| What to produce |
All of the records listed below should be retyped exactly.

* * *

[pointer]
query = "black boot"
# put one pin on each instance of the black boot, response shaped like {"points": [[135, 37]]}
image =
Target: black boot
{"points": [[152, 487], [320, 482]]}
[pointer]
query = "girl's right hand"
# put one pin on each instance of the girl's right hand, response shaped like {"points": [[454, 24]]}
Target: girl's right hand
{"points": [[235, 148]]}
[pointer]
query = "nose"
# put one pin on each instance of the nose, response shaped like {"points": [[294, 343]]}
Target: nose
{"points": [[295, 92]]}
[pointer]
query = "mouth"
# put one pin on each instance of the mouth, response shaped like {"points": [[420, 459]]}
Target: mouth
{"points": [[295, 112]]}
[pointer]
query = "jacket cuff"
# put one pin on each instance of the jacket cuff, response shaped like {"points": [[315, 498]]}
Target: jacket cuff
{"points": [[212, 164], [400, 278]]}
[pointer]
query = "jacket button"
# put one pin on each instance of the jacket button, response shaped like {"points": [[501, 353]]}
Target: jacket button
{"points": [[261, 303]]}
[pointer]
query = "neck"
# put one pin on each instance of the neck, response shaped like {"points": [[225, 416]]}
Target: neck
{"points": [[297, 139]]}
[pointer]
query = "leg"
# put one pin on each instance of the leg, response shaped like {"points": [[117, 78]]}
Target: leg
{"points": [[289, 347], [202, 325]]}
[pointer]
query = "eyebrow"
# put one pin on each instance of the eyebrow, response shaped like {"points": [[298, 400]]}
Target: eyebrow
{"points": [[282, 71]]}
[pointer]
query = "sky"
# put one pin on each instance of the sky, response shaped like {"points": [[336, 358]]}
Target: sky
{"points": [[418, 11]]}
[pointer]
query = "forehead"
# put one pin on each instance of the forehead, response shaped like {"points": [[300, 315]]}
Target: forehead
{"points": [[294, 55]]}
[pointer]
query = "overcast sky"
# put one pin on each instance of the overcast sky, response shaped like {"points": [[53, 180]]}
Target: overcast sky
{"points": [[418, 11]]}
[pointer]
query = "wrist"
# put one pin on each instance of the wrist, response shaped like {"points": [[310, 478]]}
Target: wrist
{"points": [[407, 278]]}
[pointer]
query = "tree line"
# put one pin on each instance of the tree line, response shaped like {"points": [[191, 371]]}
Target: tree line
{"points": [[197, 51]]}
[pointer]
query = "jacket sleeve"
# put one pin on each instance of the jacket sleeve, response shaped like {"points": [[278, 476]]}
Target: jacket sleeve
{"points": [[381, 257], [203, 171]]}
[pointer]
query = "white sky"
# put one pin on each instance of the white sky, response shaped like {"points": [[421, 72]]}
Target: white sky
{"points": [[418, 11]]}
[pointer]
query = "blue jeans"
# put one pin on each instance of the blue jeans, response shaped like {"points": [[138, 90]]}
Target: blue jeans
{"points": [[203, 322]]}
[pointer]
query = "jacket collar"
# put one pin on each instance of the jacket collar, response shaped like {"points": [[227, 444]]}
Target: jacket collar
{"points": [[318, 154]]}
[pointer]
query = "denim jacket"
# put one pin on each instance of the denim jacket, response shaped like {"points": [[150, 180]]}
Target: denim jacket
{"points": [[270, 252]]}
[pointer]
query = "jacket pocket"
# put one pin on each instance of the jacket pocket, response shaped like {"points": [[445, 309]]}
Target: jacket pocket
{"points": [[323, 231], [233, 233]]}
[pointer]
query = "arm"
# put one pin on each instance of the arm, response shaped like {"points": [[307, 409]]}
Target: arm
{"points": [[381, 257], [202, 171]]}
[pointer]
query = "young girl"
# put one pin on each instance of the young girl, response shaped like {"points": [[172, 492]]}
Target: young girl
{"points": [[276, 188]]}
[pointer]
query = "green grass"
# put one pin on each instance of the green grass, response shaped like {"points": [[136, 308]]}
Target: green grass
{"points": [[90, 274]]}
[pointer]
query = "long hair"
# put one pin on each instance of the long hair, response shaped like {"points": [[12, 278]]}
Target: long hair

* * *

| Answer below |
[pointer]
query = "black boot"
# put one pin on each instance of the black boot, response shaped like {"points": [[135, 37]]}
image =
Target: black boot
{"points": [[152, 487], [320, 482]]}
[pointer]
query = "girl's right hand"
# put one pin on each instance of the girl's right hand, response shaped like {"points": [[454, 24]]}
Target: girl's right hand
{"points": [[235, 148]]}
[pointer]
query = "nose"
# put one pin on each instance of the nose, response shaped like {"points": [[294, 343]]}
Target: nose
{"points": [[295, 92]]}
[pointer]
query = "mouth"
# put one pin on each instance of the mouth, response shaped like {"points": [[420, 459]]}
Target: mouth
{"points": [[295, 112]]}
[pointer]
query = "jacket cuff"
# put one pin on each instance of the jacket cuff, response shaped like {"points": [[315, 498]]}
Target: jacket cuff
{"points": [[212, 164], [400, 278]]}
[pointer]
query = "jacket button"
# put one pin on each instance of the jacket button, response shaped like {"points": [[501, 353]]}
Target: jacket button
{"points": [[261, 303]]}
[pointer]
query = "neck"
# put one pin on each instance of the neck, response shaped like {"points": [[225, 416]]}
Target: neck
{"points": [[297, 139]]}
[pointer]
query = "leg"
# put one pin on each instance of the leg, response shaped like {"points": [[117, 78]]}
Target: leg
{"points": [[289, 347], [202, 325]]}
[pointer]
query = "eyebrow"
# put one pin on each instance of the eyebrow, response shaped like {"points": [[298, 400]]}
Target: eyebrow
{"points": [[282, 71]]}
[pointer]
query = "sky"
# put one pin on each instance of the sky, response shaped like {"points": [[336, 358]]}
Target: sky
{"points": [[418, 11]]}
[pointer]
query = "forehead"
# put one pin on each instance of the forehead, response shaped like {"points": [[300, 315]]}
Target: forehead
{"points": [[294, 55]]}
[pointer]
query = "overcast sky"
# put one pin on each instance of the overcast sky, response shaped like {"points": [[53, 180]]}
Target: overcast sky
{"points": [[418, 11]]}
[pointer]
query = "wrist"
# put one pin on each instance of the wrist, response shaped like {"points": [[310, 478]]}
Target: wrist
{"points": [[407, 278]]}
[pointer]
query = "tree line"
# put one pin on each instance of the tree line, response shaped like {"points": [[191, 371]]}
Target: tree line
{"points": [[197, 51]]}
[pointer]
query = "jacket sleeve"
# put one pin on each instance of the jacket sleeve, response shaped like {"points": [[278, 476]]}
Target: jacket sleeve
{"points": [[381, 257], [203, 171]]}
[pointer]
query = "white sky"
# put one pin on each instance of the white sky, response shaped like {"points": [[421, 72]]}
Target: white sky
{"points": [[418, 11]]}
[pointer]
query = "blue jeans"
# put one pin on each instance of the blue jeans, response shaped like {"points": [[138, 90]]}
Target: blue jeans
{"points": [[203, 322]]}
[pointer]
query = "jacket collar"
# put one pin on each instance of the jacket collar, response shaped like {"points": [[227, 444]]}
Target: jacket collar
{"points": [[318, 154]]}
[pointer]
query = "denim jacket"
# put one pin on each instance of the denim jacket, response shaped like {"points": [[150, 180]]}
Target: denim jacket
{"points": [[270, 252]]}
[pointer]
query = "jacket pocket"
# put one pin on each instance of the jacket pocket, response shaped like {"points": [[445, 309]]}
Target: jacket pocket
{"points": [[323, 231], [233, 233]]}
[pointer]
query = "arm"
# put one pin on each instance of the arm, response shaped like {"points": [[307, 409]]}
Target: arm
{"points": [[381, 257], [202, 171]]}
[pointer]
query = "young girl"
# put one pin on each instance of the young girl, response shaped like {"points": [[172, 492]]}
Target: young girl
{"points": [[276, 188]]}
[pointer]
query = "green grass"
# put one pin on each instance of the green grass, response shaped like {"points": [[136, 308]]}
Target: green grass
{"points": [[90, 274]]}
[pointer]
query = "long hair"
# put one pin on each instance of the long hair, response shaped like {"points": [[12, 278]]}
Target: long hair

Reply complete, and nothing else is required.